Written request
Extend the roundtable discussion on baseball arbitration offers, picking up after its last sentence.

Supplied passage
------------------------------------------------
David Cameron: The Mariners offered arbitration to one free agent. Not Mike Cameron. Not Arthur Rhodes. Pat Borders.

Dayn Perry: The Braves didn’t offer arbitration to Sheffield. Why? He has a deal in place with the Yankees. Is there really a meaningful chance he’d walk away from three years, $38 million to accept the Braves’ offer of arbitration?

Jonah Keri: Javy Lopez wasn’t offered arbitration either. Perception means everything in baseball. Schuerholz didn’t want to risk looking stupid again for fear his players accept and he’s “forced” to do something stupid to compensate, so he took the easy road, since the mainstream media don’t care about compensatory draft picks.

Joe Sheehan: For the first time, I’m starting to think we might be seeing some form of collusion. I didn’t think so up until yesterday, but one reason you might see so many teams not offering arbitration is that they’re reasonably sure that accepting arbitration is going to be a better deal for the player than the market.

Derek Zumsteg: So you’re arguing that the Mariners, for instance, looked at Rhodes and said: “He’ll make $6 million in arbitration and we know there aren’t any offers that high out there?”

It seems more likely that they looked at him and said: “We can find a adequate replacement for less than we’d pay him in arbitration.”

Joe: That probably should be the null hypothesis, but it involves seeing a level of competence that I don’t think is there. Am I to grant that the people who signed Raul Ibanez came to that conclusion?

Derek: Well, that was just an example. I don’t think the Mariners have enough brain power to light a bulb, much less think through the intricacies of market dynamics.

Joe: The market is not working in an unimpeded manner. In a normal competitive environment, all of these very good baseball players would find teams willing to pay for their services, and the competition between those teams would lead to offers that made accepting arbitration a clear error for those players.

It appears that “winning” has been supplanted, as an end goal of about 20-25 franchises, by “lowering payroll.” The latter doesn’t seem to be an additional goal, or something that would be nice, or even on par with success. The sole goal of about 2/3 of the franchises in the game seems to be to spend less money on baseball players, and *then* to worry about what that means on the field.
------------------------------------------------
Dataset extract
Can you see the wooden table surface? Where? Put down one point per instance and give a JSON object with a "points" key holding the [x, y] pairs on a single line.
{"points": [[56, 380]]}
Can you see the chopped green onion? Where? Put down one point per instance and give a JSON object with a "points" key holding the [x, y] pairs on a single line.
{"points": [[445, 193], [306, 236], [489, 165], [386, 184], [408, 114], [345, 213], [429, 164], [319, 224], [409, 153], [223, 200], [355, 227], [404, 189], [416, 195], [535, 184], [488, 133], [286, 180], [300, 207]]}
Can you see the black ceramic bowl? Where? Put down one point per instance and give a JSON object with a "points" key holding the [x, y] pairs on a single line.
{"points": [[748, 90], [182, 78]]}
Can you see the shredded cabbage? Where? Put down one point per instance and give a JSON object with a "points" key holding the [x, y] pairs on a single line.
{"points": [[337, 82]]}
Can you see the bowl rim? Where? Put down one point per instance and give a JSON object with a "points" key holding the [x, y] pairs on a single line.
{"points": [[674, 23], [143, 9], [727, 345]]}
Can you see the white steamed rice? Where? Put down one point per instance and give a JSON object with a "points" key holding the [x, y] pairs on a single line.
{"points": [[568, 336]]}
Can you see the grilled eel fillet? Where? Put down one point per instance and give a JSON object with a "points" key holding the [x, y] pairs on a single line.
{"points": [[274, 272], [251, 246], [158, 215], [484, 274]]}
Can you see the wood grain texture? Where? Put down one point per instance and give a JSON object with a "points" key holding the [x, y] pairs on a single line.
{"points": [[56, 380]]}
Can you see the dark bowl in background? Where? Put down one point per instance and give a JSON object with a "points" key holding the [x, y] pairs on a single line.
------------------------------------------------
Result of the task
Derek: You’re right. The Yankees are still shopping for free agents, but they’re not interested in the second-tier guys at all, and neither are the Red Sox. The guys who could get big money a couple of years ago are now faced not only with a market better versed in scarcity but one where there’s no market at all with money to spend on good-but-not-great free agents who want three to six million a year. This hugely intensifies the destruction of baseball’s middle class.

Joe: It hugely intensifies the destruction of baseball.

Susan Graham: The best argument for collusion is that the reduced number of players offered arbitration systematically reduces the overall salaries of players. When players have more options, the competition increases their salaries. How many players do you think were reading the paper in horror this morning? Derek is right on.

Jonah: Marvin Miller warned us…

Mark Armour: If I ran a team in this market I could see the argument to never, under any circumstances, go to arbitration. What the Yankees and Red Sox have hit upon (as analysts have been suggesting for decades) is the notion that virtually everyone is easily replaceable. If the market changes, well, that’s different. But as long as guys like Ibanez can get contracts like that, I wouldn’t take the chance. Any comparable player can argue to the arbiter that they deserve Ibanez money, or Ausmus money, or David Bell money, etc.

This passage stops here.